» **PROMPT**
Could you update the data below so that each "box coordinates" reads "bounding box coordinates" and everything else stays the same? Leave the pictures out of your answer.

start LISTING

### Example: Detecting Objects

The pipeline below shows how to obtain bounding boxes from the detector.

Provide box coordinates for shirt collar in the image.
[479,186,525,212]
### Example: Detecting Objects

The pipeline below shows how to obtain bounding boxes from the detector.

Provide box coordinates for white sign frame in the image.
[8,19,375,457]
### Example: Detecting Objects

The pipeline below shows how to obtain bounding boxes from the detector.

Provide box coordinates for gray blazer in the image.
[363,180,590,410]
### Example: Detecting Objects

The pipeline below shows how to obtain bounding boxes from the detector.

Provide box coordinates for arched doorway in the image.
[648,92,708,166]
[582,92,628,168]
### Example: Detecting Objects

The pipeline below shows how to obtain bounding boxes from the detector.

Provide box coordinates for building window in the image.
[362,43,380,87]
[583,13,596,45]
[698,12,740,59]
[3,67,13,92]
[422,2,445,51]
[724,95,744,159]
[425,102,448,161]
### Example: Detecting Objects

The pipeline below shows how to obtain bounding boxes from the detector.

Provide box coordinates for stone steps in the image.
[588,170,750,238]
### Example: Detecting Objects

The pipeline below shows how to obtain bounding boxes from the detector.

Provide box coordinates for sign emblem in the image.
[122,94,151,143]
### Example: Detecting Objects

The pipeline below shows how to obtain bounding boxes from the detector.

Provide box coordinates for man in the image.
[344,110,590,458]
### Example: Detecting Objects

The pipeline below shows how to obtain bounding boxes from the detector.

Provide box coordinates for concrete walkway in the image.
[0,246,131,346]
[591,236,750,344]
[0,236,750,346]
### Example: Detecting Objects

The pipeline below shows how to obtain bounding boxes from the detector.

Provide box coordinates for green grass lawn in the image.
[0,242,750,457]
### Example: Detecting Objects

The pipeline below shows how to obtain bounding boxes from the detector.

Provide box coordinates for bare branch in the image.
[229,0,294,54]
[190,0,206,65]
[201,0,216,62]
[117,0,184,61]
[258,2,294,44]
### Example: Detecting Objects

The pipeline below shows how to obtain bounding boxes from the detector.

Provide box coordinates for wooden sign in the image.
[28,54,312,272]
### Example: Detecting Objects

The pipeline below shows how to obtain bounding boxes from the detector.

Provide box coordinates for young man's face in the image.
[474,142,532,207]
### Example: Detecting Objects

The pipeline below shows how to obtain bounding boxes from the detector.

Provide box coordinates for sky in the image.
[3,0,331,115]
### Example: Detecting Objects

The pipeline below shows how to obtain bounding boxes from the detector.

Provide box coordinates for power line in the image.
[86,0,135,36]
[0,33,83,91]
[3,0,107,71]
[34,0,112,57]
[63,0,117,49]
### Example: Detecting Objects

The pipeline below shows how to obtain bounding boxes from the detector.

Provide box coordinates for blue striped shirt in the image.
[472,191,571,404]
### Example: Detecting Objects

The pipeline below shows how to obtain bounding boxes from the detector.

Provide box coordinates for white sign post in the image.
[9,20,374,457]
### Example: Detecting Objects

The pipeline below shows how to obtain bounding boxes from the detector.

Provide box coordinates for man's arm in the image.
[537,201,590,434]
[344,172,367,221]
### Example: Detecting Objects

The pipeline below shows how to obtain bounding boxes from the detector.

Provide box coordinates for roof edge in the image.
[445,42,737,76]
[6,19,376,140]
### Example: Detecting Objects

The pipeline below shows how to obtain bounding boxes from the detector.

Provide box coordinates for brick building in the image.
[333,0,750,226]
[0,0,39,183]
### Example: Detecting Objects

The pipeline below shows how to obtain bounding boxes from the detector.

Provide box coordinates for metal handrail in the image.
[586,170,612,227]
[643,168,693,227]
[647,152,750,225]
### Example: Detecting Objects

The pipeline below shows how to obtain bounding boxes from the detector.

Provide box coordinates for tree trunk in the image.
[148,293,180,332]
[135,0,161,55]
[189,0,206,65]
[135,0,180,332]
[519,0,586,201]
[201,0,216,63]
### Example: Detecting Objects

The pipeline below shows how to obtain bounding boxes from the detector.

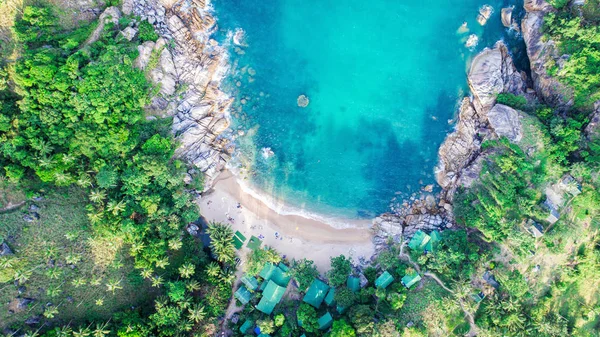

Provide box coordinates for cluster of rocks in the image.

end LISTING

» **ANSWER TO THE TASK**
### Example: Detecting Objects

The pipeline below shows how to obtain bounding boxes from the detector.

Provide bounding box coordinates for shirt collar in the image.
[479,186,525,212]
### Example: Detecting Objects

The pipeline below shows how to obtain bounding boxes from the detector.

Provide bounding box coordinates for white sign frame in the image.
[8,19,375,457]
### Example: Detecting Objects

The pipeline below shows how to obtain bounding boxes from the detector.

Provide bounding box coordinates for gray blazer in the image.
[363,180,590,410]
### Example: Detecting Objects

The pipeline below shows how to obtain bounding boxes from the detector.

Provide bounding box coordinates for arched doorway in the image.
[648,92,708,166]
[582,92,628,168]
### Example: Detecting Objects

The pipeline below shows how to obtain bounding boxes from the detector.

Provide bounding box coordinates for building window in the image.
[362,43,380,87]
[583,13,596,45]
[698,12,740,59]
[3,67,13,92]
[422,2,445,51]
[724,95,744,159]
[425,102,448,161]
### Example: Detecting Objects

The pipeline below shows how to obtain bounding boxes from the detector.

Provide bounding box coordinates for stone steps in the image.
[588,170,750,238]
### Example: Detecting Objects

The pipeline below shows how to obtain bounding boxes from the detector.

Provide bounding box coordinates for sign emblem in the image.
[122,94,151,143]
### Example: Detecting Objects

The pipeline below shows how to obtain bounding boxes from the detector.

Provide bounding box coordinates for man in the image.
[344,110,590,458]
### Example: Detecting Objects

The pipeline below shows how to obtain bounding boxes from the detector.

Provide bounding box coordinates for concrete walkway in the image.
[0,246,131,346]
[591,236,750,344]
[0,236,750,346]
### Example: Detecting Objects

The pipeline below shows how to obtain bounding boxes from the detector.

Provide bounding box coordinates for green grass lawn in the image.
[0,242,750,457]
### Example: Detecting Objects

The pipeline below shows how to obtain bounding boxes from the detector.

Provide bounding box coordinates for bare branch in the image.
[229,0,294,54]
[190,0,206,65]
[201,0,216,62]
[117,0,184,61]
[258,2,294,44]
### Example: Detecting Objects

The pipeline below shows how to obtain bounding boxes from the detector.

Provide bounding box coordinates for wooden sign in the image.
[28,54,312,272]
### Example: Detecting Objects

The pipeline below shows how to obtain bounding boxes from the detector.

Provide bounding box coordinates for young man's face in the image.
[474,142,532,207]
### Example: Detecting Objects

The pipeline below shows how to obtain bounding boxes from the detector.

Provide bounding box coordinates for sky in the image.
[3,0,331,115]
### Example: Detecting Objects

The pipeline below shows how to obtain bounding boxes from the detector.

Provide bounding box coordinates for power line in the image.
[86,0,135,36]
[0,33,83,91]
[3,0,107,71]
[34,0,112,57]
[63,0,117,49]
### Example: Detecting Objects

The pipeline below shows how to obtain bounding boxes from the detector.

Provide bounding box coordinates for blue striped shirt in the image.
[472,191,571,404]
### Example: Detecting Objects

The pipeline below shows how to obtain bounding boxes from the detector.

Provide bounding box coordinates for white sign post in the image.
[9,20,374,457]
### Example: Detecting Objects

The pipeline below shows how to obtain bounding boxes from the detector.

Provide bounding box coordinates for man's arm in the image.
[537,201,590,434]
[344,172,367,221]
### Example: Detecting Objects

The pipeline below shows how to obtain bounding boxes from the detector.

Provide bounding box coordinates for roof edge in the image.
[445,42,737,76]
[6,19,376,140]
### Example: Detecting Objects

The pipeline below shows how to obtain bounding boxes from the detector.

Provide bounding box coordinates for brick building in the image.
[333,0,750,226]
[0,0,39,183]
### Example: Detecting Objects

The pipeline below shows how to obtain bounding boxes from the detector.

Provide bounding box coordinates for metal handrail in the image.
[586,170,612,227]
[643,168,693,227]
[647,152,750,225]
### Example: Detecting Objects

The pipeline below shows how to obtain bounding boxes from the detector.

Provide bounding box coordinates for tree trunk in the image.
[148,293,180,332]
[135,0,161,55]
[189,0,206,65]
[135,0,180,332]
[519,0,586,201]
[201,0,216,63]
### Example: Detecting Objects

The pipeline below shows how to obtain bounding boxes from the detector.


Provide bounding box coordinates for cluster of rocks in the image.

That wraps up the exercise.